* Given text
>>

I have built a few raid nas boxes in my time just never one this big (6 being the biggest with a 180Mbit through put). They all run mdadmin and notify me the instand a drive drops of the Raid. All of them have good backup measures in place. I have had a multiple disk failure occur once but this was due to the controller failing and i managed to recover it. 

Ok so from what you guys tell me the machine physically could handle the 12 drives although there would be serious performance issues with the buss being saturated. I have decided to drop it down to 10 running 6 of the onboard sata controllers and 4 of a PCI-E Card. This should solve the bus being saturated as typicaly the PCI-E bus is seperate to the pci right?

I could however save a fortune by running the extra 4 drives of a standard pci sata card can you guys see a problem with this?

<<

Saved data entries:
>>

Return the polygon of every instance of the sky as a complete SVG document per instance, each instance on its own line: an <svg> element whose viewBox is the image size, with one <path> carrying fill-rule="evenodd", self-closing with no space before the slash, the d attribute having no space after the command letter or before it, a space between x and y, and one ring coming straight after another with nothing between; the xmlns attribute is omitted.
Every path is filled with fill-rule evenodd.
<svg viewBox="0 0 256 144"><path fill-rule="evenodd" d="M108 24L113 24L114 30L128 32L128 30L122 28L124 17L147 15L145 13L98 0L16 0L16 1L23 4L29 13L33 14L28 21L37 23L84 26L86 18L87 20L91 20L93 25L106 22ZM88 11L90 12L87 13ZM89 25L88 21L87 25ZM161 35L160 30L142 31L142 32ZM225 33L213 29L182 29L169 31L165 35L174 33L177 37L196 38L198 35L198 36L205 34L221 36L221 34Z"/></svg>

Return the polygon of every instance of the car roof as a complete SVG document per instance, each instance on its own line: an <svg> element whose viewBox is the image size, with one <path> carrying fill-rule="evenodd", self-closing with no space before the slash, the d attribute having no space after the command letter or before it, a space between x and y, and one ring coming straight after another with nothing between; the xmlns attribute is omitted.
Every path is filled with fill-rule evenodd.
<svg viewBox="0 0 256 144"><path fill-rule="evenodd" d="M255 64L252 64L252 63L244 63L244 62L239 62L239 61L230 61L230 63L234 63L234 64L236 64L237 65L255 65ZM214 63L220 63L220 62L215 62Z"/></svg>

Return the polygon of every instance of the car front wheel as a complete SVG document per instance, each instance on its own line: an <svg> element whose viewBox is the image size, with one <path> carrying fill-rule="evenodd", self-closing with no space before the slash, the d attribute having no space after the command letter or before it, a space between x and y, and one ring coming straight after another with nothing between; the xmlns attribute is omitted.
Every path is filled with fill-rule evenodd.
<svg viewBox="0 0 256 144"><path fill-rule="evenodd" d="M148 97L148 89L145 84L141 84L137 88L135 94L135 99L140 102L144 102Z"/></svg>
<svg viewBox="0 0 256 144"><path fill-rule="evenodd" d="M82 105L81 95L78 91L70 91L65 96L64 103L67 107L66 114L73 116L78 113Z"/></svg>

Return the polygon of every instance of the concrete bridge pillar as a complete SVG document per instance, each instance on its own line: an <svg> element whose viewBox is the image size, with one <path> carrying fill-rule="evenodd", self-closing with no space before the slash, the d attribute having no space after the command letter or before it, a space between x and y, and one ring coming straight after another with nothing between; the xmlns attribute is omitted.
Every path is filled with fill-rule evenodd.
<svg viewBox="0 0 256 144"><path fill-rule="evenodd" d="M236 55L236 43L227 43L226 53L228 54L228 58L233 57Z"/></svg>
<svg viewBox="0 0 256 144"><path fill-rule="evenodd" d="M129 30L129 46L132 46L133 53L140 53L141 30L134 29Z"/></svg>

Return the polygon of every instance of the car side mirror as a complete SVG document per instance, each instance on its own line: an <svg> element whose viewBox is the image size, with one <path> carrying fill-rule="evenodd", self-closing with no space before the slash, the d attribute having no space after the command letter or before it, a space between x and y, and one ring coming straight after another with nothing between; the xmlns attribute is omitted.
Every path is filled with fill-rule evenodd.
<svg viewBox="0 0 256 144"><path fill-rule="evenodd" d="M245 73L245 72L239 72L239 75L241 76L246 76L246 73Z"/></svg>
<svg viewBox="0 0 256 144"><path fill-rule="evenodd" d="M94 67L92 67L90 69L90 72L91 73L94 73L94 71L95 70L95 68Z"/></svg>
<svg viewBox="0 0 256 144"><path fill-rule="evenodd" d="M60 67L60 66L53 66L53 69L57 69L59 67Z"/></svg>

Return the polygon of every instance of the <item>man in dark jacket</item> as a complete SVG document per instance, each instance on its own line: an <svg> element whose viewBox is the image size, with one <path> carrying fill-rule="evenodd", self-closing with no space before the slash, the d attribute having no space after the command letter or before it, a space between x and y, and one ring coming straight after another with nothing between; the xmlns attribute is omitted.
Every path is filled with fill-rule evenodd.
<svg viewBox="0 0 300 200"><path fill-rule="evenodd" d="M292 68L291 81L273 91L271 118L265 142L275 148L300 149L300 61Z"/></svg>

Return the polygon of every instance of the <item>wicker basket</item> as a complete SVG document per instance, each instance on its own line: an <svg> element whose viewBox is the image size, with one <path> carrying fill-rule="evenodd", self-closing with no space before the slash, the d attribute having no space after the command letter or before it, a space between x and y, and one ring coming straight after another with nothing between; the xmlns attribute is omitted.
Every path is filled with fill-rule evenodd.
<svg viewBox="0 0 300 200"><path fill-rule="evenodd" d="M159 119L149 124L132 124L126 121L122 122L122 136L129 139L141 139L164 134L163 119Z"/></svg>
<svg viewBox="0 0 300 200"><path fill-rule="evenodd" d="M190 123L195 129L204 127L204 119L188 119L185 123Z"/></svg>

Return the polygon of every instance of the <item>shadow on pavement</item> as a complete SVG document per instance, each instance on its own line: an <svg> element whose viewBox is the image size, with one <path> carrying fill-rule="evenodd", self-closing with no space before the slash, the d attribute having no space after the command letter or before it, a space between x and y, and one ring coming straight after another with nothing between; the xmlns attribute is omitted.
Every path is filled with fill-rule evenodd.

<<

* What is required
Transcribe the part of the NAS post that opens with the words containing "Ok so from what" and closes with "the pci right?". Please work from the NAS post alone and set the lines aside.

* Solution below
Ok so from what you guys tell me the machine physically could handle the 12 drives although there would be serious performance issues with the buss being saturated. I have decided to drop it down to 10 running 6 of the onboard sata controllers and 4 of a PCI-E Card. This should solve the bus being saturated as typicaly the PCI-E bus is seperate to the pci right?